◆ To do
In the records below, find the line containing "Step 1: Look at the image. Step 2: Find forested"; restate it and every later line word for word, through the last.
(Source information)
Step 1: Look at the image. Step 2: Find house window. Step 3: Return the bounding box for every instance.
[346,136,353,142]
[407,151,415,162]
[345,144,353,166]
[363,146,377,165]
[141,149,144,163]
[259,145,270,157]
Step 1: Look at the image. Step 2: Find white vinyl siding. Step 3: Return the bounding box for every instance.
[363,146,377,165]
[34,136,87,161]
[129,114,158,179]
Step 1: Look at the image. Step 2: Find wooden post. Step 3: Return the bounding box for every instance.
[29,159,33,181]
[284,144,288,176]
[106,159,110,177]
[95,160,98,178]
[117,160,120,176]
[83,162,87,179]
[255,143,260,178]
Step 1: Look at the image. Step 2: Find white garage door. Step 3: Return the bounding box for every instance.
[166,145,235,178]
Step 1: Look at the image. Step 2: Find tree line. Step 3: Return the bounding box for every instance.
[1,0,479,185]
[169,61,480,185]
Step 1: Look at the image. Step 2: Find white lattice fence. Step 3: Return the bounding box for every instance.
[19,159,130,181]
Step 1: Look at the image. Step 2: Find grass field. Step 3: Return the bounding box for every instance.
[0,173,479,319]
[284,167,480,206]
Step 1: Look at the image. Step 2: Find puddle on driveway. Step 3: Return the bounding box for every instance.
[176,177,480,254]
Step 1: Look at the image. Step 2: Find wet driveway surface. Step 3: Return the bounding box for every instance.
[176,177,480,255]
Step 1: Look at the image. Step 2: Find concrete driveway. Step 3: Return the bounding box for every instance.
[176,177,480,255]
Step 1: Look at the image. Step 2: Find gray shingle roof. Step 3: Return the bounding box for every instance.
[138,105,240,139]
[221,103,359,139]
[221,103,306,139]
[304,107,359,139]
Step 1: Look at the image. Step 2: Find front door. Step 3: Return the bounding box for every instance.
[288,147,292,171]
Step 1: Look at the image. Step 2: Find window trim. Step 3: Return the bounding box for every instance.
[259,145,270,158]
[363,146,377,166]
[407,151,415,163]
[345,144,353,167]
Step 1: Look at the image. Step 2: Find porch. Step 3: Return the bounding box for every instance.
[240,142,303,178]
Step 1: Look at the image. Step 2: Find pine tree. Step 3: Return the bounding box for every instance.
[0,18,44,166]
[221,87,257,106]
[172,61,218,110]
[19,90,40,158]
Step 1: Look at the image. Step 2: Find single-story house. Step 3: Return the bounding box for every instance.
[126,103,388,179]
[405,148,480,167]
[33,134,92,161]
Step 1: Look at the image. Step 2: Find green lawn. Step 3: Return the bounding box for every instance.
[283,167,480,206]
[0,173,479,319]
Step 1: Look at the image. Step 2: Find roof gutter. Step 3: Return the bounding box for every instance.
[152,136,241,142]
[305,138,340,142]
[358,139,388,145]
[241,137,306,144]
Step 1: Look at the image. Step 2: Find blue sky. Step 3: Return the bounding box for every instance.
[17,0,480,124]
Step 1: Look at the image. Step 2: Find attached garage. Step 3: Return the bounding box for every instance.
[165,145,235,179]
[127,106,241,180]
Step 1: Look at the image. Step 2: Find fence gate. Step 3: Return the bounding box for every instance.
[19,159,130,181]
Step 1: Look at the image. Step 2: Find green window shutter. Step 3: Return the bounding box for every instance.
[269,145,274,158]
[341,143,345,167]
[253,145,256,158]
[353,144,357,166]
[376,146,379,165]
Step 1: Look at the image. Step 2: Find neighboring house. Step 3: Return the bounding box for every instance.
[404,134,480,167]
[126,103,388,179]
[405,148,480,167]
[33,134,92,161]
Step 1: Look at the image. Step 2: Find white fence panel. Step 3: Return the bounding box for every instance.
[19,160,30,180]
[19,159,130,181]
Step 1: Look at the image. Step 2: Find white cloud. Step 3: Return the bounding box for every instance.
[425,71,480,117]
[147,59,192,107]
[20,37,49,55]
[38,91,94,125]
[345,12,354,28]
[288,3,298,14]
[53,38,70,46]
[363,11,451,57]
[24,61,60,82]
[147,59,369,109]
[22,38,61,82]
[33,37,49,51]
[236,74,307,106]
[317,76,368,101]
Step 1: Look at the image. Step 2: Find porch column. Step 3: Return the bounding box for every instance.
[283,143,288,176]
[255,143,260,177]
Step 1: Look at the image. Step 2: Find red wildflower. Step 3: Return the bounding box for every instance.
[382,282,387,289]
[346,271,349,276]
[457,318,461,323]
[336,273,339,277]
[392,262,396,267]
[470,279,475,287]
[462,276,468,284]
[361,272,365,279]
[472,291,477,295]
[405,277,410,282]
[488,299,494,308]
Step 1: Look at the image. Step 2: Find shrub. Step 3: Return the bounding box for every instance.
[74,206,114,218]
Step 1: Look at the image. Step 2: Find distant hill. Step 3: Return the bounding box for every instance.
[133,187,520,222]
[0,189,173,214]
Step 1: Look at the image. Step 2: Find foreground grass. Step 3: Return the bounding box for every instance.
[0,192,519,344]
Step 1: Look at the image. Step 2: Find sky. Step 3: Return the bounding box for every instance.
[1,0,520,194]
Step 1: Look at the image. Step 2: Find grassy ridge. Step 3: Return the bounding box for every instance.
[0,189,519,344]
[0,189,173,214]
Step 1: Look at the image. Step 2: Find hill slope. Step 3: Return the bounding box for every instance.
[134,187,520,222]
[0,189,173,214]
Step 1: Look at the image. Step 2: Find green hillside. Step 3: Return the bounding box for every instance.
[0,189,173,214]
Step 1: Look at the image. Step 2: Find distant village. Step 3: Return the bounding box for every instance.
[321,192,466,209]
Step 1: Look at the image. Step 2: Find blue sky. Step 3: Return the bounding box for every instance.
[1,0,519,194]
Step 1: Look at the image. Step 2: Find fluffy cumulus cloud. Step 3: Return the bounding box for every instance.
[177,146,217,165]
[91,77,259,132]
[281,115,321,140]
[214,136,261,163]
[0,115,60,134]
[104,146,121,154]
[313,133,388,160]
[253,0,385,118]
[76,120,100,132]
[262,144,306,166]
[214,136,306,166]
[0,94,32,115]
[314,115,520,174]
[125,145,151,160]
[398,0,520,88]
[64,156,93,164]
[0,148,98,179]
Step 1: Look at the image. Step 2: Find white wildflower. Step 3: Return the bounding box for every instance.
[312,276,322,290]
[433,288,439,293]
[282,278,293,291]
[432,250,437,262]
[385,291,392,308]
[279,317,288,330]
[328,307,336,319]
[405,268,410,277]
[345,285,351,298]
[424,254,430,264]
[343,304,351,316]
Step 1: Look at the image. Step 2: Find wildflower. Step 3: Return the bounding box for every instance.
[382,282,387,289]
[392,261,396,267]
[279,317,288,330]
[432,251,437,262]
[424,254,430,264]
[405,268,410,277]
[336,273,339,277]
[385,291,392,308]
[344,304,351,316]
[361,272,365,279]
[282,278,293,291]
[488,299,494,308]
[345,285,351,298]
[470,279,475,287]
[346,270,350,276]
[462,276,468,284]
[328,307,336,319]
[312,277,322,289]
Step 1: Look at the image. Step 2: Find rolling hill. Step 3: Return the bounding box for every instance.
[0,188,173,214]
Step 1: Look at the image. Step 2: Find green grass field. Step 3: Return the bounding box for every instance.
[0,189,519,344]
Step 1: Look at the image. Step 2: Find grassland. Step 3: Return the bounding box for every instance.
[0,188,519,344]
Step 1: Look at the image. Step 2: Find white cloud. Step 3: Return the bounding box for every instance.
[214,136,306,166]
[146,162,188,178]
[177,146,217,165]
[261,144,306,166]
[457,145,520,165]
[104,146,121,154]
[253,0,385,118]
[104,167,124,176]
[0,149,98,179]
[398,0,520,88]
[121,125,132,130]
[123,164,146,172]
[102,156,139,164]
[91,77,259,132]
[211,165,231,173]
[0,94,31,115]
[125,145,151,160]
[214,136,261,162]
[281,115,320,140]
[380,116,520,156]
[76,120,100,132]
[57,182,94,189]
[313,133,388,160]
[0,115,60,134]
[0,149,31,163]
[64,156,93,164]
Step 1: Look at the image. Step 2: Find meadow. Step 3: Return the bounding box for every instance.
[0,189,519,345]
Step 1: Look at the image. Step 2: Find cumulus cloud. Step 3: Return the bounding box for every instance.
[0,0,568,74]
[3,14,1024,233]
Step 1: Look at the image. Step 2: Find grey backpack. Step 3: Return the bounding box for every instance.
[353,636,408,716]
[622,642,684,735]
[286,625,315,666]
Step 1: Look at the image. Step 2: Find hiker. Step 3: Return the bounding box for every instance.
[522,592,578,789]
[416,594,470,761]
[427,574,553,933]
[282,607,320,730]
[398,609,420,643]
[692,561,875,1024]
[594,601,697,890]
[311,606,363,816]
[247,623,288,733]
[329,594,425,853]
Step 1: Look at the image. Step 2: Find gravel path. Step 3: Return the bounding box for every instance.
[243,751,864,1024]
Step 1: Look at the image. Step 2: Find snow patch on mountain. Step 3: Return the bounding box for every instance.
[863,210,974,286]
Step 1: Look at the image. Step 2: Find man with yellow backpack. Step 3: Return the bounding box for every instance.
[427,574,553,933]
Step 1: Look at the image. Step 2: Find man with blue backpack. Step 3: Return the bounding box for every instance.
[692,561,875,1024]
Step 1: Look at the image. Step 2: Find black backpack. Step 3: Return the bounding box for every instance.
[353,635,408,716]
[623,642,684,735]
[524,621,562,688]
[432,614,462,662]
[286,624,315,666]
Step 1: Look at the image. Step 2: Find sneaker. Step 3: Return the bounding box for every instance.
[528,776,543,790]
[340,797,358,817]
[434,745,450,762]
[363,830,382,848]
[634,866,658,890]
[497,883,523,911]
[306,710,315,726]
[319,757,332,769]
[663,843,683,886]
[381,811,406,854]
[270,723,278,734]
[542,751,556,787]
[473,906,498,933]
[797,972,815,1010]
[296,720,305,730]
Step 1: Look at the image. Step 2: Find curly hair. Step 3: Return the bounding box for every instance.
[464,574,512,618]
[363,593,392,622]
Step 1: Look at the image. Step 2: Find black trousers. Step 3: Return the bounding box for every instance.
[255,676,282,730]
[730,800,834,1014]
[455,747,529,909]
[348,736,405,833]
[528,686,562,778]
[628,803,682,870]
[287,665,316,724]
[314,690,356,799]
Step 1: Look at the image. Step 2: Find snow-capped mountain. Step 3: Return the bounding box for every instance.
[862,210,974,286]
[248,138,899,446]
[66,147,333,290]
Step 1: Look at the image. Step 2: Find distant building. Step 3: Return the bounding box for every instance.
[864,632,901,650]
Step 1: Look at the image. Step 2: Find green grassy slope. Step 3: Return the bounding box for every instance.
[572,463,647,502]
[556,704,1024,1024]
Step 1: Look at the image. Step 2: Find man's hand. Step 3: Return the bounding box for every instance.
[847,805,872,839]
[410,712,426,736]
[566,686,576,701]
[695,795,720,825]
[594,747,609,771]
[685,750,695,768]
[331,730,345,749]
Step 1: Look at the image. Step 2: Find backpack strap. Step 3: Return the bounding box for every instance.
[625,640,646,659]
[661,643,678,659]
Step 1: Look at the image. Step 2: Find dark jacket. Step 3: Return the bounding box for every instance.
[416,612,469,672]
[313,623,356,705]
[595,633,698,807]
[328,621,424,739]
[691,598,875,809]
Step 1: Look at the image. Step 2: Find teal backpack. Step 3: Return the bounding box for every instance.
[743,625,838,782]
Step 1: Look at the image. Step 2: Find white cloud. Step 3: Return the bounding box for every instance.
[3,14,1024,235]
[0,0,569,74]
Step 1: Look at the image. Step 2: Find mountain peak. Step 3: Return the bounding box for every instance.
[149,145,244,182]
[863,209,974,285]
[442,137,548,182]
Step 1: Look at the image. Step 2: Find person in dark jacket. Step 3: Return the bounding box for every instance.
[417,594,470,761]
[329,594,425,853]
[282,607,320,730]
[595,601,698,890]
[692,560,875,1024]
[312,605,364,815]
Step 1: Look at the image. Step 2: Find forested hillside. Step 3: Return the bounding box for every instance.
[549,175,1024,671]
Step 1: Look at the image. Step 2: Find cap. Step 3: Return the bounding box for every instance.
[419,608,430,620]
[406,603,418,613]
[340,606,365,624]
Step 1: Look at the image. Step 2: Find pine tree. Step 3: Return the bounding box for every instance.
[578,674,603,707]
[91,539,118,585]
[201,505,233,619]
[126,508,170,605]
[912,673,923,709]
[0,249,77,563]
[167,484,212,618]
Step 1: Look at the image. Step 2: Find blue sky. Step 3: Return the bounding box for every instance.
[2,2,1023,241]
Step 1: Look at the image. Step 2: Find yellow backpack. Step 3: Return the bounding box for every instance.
(End Source information)
◆ Completed exercise
Step 1: Look at the image. Step 2: Find forested hillside. Step 3: Return the bounding box for every instance.
[549,175,1024,671]
Step 1: Look at the image. Step 2: Find cap. Step 3: Return the bounding box for every instance.
[419,608,430,620]
[406,603,418,613]
[340,606,365,624]
Step 1: Look at the image. Step 2: Find pine tree. Step 3: Return the bounding box for every instance.
[578,674,603,707]
[91,539,118,585]
[201,505,233,619]
[126,508,170,605]
[912,673,923,709]
[0,249,77,563]
[167,484,212,618]
Step 1: Look at the image. Step 2: Find blue sky. Step 3: Return the bounding box for every instance.
[2,2,1023,241]
Step 1: Look at the image. Step 2: Find yellow backpack. Step 3: Return the bounding box for every instance.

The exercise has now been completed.